— BEGIN DATASET —

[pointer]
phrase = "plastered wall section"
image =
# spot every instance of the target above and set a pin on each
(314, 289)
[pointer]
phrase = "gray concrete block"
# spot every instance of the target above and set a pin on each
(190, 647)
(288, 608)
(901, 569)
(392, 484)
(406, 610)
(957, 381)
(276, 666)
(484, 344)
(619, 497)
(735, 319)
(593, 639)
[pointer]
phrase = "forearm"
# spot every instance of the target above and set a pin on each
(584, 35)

— END DATASET —
— BEGIN DATASET —

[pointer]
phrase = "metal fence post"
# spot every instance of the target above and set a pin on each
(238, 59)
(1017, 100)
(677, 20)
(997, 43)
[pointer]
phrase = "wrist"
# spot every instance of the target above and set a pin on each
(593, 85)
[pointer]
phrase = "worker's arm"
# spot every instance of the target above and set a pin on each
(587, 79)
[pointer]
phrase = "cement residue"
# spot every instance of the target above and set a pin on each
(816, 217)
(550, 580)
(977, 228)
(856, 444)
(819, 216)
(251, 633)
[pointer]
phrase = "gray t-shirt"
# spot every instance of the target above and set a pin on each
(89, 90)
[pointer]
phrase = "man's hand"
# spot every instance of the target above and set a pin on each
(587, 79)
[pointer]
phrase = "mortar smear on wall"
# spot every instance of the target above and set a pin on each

— END DATASET —

#### TASK TO COMPLETE:
List every line in the rows above that contains the string "phrase". Match case exactly.

#### CORRECT RESULT:
phrase = "plastered wall section"
phrase = "gray concrete block"
phrase = "forearm"
phrase = "metal fence post"
phrase = "wrist"
phrase = "worker's arm"
phrase = "cement residue"
phrase = "gray t-shirt"
phrase = "man's hand"
phrase = "mortar smear on wall"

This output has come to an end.